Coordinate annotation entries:

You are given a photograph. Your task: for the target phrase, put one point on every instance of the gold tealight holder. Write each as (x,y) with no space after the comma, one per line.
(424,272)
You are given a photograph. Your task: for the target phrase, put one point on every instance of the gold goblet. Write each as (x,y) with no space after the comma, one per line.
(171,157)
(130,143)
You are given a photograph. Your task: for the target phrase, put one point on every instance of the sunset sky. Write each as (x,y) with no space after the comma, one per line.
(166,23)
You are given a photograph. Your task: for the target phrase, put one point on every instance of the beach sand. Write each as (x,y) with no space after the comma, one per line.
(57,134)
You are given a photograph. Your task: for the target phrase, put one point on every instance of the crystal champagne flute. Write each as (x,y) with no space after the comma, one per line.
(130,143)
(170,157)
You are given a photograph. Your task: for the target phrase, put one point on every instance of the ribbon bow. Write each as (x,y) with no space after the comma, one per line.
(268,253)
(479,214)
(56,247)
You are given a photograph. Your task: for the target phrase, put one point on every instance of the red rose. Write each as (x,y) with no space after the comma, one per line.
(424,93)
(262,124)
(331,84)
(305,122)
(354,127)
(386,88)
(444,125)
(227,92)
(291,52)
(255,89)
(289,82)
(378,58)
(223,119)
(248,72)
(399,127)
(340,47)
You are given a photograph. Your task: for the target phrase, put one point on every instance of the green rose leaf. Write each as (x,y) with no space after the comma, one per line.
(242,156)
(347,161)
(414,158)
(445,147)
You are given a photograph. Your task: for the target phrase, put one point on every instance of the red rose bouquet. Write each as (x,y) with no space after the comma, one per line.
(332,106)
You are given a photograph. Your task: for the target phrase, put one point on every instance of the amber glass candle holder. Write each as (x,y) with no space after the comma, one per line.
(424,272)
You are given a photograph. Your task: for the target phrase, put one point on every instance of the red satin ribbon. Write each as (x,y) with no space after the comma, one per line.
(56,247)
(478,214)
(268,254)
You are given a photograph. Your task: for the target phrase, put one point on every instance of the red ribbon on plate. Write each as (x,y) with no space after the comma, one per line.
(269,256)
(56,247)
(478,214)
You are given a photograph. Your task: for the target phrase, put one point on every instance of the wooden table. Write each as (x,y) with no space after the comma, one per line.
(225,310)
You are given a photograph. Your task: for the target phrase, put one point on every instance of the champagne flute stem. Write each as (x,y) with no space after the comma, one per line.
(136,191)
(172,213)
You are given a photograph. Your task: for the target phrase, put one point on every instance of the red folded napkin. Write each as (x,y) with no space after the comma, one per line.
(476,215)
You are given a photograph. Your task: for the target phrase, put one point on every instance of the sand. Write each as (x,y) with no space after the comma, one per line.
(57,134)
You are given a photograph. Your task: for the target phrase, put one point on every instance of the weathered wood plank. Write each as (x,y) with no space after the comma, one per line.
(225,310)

Instruction: Quote only the lines from the line containing "of the wooden" through the end of the listing, please, keeping both the first and the last line.

Correct response:
You are given a photograph. Your task: for the target phrase, put one point on every instance of the wooden table. Write each as (x,y) with no space after the comma, one per line.
(225,310)
You are given a photograph. Your task: for the target phrase, put one point on every instance of the champagne flute stem. Write each as (x,y) with no space after the comma, one per line.
(136,191)
(172,213)
You are given a photograph. Your task: for the target phrase, put one point on every instance of the red folded napkin. Write each as (x,y) with no space after the comma, one per line.
(476,215)
You are given a photograph. Your task: for the target phrase, put one point on every instance of the sand. Write each as (x,y) with no space after the comma, one per line.
(57,134)
You are given a photograph. Your task: for the target phrase, put one point on every instance of the weathered wood plank. Write each as (x,y) with no space after the comma, one per line.
(225,310)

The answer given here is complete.